■ **EXCERPT**:

((

Bar News - December 16, 2011
Business Law & Business Litigation: Wall Street Reform Act: New Challenges to Raising Capital?
By: Matthew H. Benson
Today’s tight capital markets are making it difficult for start-ups and other entrepreneurial ventures to raise capital. While there is some evidence that the capital markets are slowly becoming more accessible, there is still a long way to go to before more vibrant capital markets open up to provide necessary funding for more rapid business growth and expansion.
Tightening the Rules: Proposed Changes to Rule 506
As if the tight markets themselves were not enough of a concern, at least one important tool used by companies to raise capital may soon become more difficult to access. Many start-ups and entrepreneurial ventures rely on the so-called Federal Rule 506 exemption when raising capital. The benefits to relying upon Rule 506 are many, including the ability to raise capital from an unlimited number of so-called "accredited investors" (i.e., investors that satisfy certain financial criteria) with limited disclosure requirements and pre-emption of state blue sky laws. In short, Rule 506 provides an efficient (and relatively cost-effective) way for companies to raise capital from certain well-heeled investors with minimal federal and state filing requirements.

))

■ **PROVIDED RECORDS**:
((

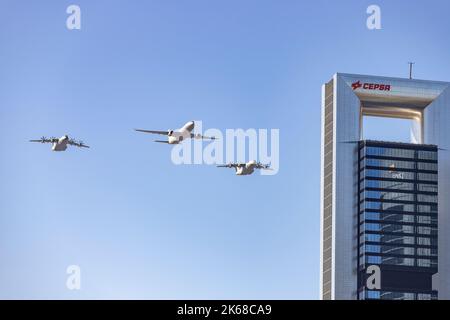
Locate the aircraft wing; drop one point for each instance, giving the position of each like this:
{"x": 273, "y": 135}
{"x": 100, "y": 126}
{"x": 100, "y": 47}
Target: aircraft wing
{"x": 231, "y": 165}
{"x": 263, "y": 166}
{"x": 153, "y": 131}
{"x": 79, "y": 144}
{"x": 45, "y": 140}
{"x": 199, "y": 136}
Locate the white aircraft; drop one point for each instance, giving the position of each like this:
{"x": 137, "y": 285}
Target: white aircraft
{"x": 61, "y": 143}
{"x": 243, "y": 169}
{"x": 178, "y": 135}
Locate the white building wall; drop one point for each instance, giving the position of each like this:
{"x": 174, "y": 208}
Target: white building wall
{"x": 437, "y": 131}
{"x": 346, "y": 135}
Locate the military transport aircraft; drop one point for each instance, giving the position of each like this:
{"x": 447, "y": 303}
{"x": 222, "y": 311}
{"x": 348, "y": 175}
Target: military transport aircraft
{"x": 60, "y": 144}
{"x": 243, "y": 169}
{"x": 178, "y": 135}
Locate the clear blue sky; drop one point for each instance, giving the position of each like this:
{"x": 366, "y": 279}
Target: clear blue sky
{"x": 138, "y": 226}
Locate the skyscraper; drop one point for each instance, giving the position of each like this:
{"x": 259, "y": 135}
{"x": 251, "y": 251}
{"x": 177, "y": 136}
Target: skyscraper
{"x": 385, "y": 207}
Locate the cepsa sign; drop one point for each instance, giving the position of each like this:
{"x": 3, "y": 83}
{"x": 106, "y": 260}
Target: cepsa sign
{"x": 371, "y": 86}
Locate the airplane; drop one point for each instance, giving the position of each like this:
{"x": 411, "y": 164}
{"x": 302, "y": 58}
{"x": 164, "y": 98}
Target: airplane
{"x": 61, "y": 143}
{"x": 243, "y": 169}
{"x": 178, "y": 135}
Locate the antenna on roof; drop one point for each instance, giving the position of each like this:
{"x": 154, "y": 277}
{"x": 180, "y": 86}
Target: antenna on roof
{"x": 410, "y": 69}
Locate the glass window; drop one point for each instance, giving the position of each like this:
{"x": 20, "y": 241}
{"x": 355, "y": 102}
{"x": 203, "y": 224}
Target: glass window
{"x": 427, "y": 176}
{"x": 389, "y": 185}
{"x": 393, "y": 174}
{"x": 427, "y": 198}
{"x": 427, "y": 155}
{"x": 427, "y": 187}
{"x": 427, "y": 166}
{"x": 432, "y": 208}
{"x": 393, "y": 164}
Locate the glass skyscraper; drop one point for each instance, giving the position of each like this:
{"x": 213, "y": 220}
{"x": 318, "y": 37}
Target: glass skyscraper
{"x": 397, "y": 221}
{"x": 385, "y": 206}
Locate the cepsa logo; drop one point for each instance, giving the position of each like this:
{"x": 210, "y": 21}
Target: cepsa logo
{"x": 371, "y": 86}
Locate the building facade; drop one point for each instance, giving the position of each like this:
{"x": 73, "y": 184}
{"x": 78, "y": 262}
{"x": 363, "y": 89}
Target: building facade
{"x": 397, "y": 221}
{"x": 377, "y": 240}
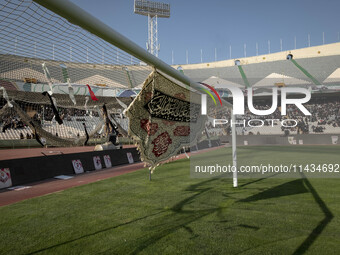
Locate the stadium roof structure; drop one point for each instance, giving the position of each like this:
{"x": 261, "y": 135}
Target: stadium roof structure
{"x": 279, "y": 79}
{"x": 307, "y": 67}
{"x": 219, "y": 83}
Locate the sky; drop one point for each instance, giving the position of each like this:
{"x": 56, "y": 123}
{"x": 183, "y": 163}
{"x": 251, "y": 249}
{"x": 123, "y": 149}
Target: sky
{"x": 215, "y": 25}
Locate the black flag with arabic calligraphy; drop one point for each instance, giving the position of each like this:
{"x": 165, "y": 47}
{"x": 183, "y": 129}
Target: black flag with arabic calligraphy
{"x": 164, "y": 117}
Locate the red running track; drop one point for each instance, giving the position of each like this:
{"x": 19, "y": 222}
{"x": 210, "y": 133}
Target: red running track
{"x": 54, "y": 185}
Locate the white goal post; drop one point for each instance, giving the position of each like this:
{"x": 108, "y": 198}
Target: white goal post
{"x": 83, "y": 19}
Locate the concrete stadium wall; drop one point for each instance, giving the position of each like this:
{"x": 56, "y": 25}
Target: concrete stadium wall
{"x": 310, "y": 52}
{"x": 28, "y": 170}
{"x": 315, "y": 139}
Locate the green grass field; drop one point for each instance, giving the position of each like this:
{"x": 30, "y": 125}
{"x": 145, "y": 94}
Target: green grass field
{"x": 177, "y": 214}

))

■ **AIM OF THE TASK**: Can you transcribe, word for word, the stretch of the Rule 506 article above that begins with "Tightening the Rules: Proposed" and ends with "state filing requirements."?

■ **SOLUTION FOR THIS TASK**:
Tightening the Rules: Proposed Changes to Rule 506
As if the tight markets themselves were not enough of a concern, at least one important tool used by companies to raise capital may soon become more difficult to access. Many start-ups and entrepreneurial ventures rely on the so-called Federal Rule 506 exemption when raising capital. The benefits to relying upon Rule 506 are many, including the ability to raise capital from an unlimited number of so-called "accredited investors" (i.e., investors that satisfy certain financial criteria) with limited disclosure requirements and pre-emption of state blue sky laws. In short, Rule 506 provides an efficient (and relatively cost-effective) way for companies to raise capital from certain well-heeled investors with minimal federal and state filing requirements.